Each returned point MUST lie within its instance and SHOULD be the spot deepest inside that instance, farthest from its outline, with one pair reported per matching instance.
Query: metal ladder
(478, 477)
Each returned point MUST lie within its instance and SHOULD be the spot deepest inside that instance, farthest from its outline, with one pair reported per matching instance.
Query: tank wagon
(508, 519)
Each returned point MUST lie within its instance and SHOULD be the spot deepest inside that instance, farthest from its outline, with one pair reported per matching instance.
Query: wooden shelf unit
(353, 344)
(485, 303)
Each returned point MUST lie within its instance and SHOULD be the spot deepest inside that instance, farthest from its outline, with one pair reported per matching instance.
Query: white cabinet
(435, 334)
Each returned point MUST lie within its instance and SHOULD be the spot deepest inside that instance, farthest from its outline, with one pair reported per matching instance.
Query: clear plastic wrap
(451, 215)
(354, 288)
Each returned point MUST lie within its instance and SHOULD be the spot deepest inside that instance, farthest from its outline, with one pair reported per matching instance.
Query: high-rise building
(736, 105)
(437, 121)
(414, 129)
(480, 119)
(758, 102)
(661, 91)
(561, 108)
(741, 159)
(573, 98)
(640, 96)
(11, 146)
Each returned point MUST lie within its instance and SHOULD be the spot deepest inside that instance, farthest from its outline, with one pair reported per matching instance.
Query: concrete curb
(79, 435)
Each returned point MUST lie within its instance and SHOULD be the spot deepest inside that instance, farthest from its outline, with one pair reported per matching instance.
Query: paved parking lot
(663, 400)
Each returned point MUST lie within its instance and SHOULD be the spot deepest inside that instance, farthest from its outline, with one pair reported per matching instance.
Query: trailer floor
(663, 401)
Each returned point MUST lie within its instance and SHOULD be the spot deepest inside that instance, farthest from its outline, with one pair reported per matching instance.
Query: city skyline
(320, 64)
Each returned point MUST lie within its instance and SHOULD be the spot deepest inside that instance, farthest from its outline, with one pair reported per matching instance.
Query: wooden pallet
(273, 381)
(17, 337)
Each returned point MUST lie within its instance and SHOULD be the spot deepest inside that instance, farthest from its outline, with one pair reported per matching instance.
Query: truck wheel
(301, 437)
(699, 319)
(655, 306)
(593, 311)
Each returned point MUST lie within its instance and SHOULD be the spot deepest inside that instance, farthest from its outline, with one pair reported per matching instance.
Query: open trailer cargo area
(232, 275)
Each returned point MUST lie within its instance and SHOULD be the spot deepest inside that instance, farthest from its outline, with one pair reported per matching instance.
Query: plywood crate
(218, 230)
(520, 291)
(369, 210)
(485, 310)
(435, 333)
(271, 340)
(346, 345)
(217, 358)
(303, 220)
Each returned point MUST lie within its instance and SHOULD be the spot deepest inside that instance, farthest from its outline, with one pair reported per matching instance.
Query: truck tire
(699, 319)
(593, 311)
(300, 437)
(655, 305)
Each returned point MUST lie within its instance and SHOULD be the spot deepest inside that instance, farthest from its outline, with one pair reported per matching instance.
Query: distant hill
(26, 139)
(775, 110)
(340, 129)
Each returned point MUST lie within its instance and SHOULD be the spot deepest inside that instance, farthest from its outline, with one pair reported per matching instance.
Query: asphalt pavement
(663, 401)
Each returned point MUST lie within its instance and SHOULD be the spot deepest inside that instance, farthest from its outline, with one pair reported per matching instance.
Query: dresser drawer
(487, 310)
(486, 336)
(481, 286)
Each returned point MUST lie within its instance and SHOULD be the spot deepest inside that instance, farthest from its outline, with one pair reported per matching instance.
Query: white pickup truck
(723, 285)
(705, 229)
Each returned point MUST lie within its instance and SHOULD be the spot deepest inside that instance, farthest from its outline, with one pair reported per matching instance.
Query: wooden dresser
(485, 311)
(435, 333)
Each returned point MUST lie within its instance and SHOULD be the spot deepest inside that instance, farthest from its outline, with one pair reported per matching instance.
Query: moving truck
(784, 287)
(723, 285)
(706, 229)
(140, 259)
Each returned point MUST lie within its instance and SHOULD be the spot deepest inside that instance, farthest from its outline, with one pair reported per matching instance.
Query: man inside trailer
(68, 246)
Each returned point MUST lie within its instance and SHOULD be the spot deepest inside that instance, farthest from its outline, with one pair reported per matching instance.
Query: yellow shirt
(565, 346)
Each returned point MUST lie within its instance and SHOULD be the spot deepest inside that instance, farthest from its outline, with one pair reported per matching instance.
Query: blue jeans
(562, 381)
□ □ □ □ □
▸ Problem to work on
Repeat the records above exactly, leaving none out.

▸ Response to this task
Each returned point MUST lie within its instance and SHOULD be the spot deepest inside that instance, farthest from its outline, with one pair reported per matching instance.
Query: metal ladder
(478, 477)
Each returned point MUST lie within its instance and SHOULD be the spot deepest inside that instance, farthest from its outline, with one pair reported per matching instance.
Query: tank wagon
(508, 519)
Each returned point MUST lie within its instance and SHOULD be the spot deepest inside that instance, farthest from its outline, with one pair reported per matching instance.
Query: wooden shelf unit
(353, 344)
(485, 303)
Each returned point MUST lie within its instance and SHOULD be the spot deepest inside that instance, farthest from its outline, with one pair reported per matching instance.
Query: white cabinet
(435, 334)
Each returned point MUST lie within its instance and SHOULD be the spot deepest inside that instance, farthest from its outline, with one pair reported per matching instance.
Query: clear plastic wrap
(451, 215)
(354, 288)
Each returned point MUST lie within its instance and SHOULD be the spot deepest inside that instance, farthest from its outline, with one pair reported per matching instance.
Query: high-rise building
(736, 105)
(437, 121)
(414, 129)
(480, 119)
(758, 102)
(661, 91)
(561, 108)
(741, 159)
(573, 98)
(640, 96)
(11, 146)
Each returned point MUST lie within its instance and SHOULD be the spot deepest inside that instance, farthest from its outline, with one pair reported per matching instance.
Query: concrete curb
(79, 435)
Each returned point MUST lie within its instance and SHOULD be the spot deepest inside that instance, farthest from its outline, with one pair reported per matching instance.
Query: paved parking lot
(663, 400)
Each returned point MUST lie within its instance and SHOULD be the spot deepest inside that instance, farthest from its outline, with one pair reported per matching instance.
Query: trailer floor
(663, 401)
Each returned point MUST lie within its instance and SHOULD be the spot deepest inside that instance, farthest from its outline, with one pair reported per matching instance.
Query: city skyline
(320, 64)
Each returned point MUST lie within its instance and SHOULD be the spot deepest inside that instance, farthest from its outline, with one pair reported per matching instance.
Query: wooden pallet
(273, 381)
(17, 337)
Each returned point MUST lie within its instance and SHOULD be the spot deepest inside that instance, farthest from its outline, with one pair reported per matching instance.
Query: truck wheel
(301, 437)
(699, 319)
(655, 306)
(593, 311)
Each returned point MUST lie within its instance and SHOULD be the spot deepest inside that instance, farthest from its outline, with one pair reported per matching instance.
Query: open trailer cargo area
(232, 275)
Each returned point MUST lie within its instance and SHOULD be the spot deepest inside that instance, farthest from its outline, with one pair reported per matching instance.
Query: plywood crate
(218, 230)
(520, 291)
(369, 210)
(485, 310)
(435, 333)
(271, 340)
(346, 345)
(217, 358)
(303, 220)
Each returned point MUST lie within its instance and SHOULD be the spot deepest inside that instance, farthest from its outline, with one pair reported per matching instance.
Query: truck tire
(699, 319)
(593, 311)
(300, 437)
(655, 305)
Each returned point MUST lie within its instance and SHOULD be the spot deepest inside that instance, farthest from its outline, with one pair reported per matching instance.
Query: distant hill
(26, 139)
(775, 110)
(340, 129)
Each returned point MUST lie within its instance and SHOULD be the spot deepest inside that instance, farthest from its outline, with one pair reported per matching instance.
Query: asphalt pavement
(663, 401)
Each returned point MUST lie within its instance and SHOULD be the spot deepest inside that instance, farthest from its outline, with one pair reported per matching instance.
Query: dresser drawer
(487, 310)
(486, 336)
(481, 286)
Each returned point MUST lie within its instance and SHOULD be the spot deepest inside that instance, farthest from its outline, with one pair reported per matching instance.
Query: white pickup truck
(723, 285)
(705, 229)
Each returned point MUST lie within its instance and SHOULD be the spot deepest inside that instance, farthest from its outline, with one pair reported per matching instance.
Query: wooden dresser
(485, 311)
(435, 333)
Each returned point MUST lie within its instance and SHOULD be the spot deepest inside that instance, farthest from its outline, with one pair reported per matching instance.
Query: moving truck
(784, 287)
(723, 285)
(706, 229)
(140, 259)
Each returned point MUST lie within its instance and SHOULD be the spot deepest inside that instance, farthest from its outline, with one pair reported per matching instance.
Query: man inside trailer
(68, 246)
Each returned point MUST lie within its instance and SHOULD be the spot deepest inside that instance, farthest from its outline, with one pair reported per matching instance.
Query: yellow shirt
(565, 346)
Each returned point MUST lie within its instance and SHOULD be the spot deepest inside that instance, farthest from its outline, with one pair reported per matching instance.
Query: blue jeans
(562, 381)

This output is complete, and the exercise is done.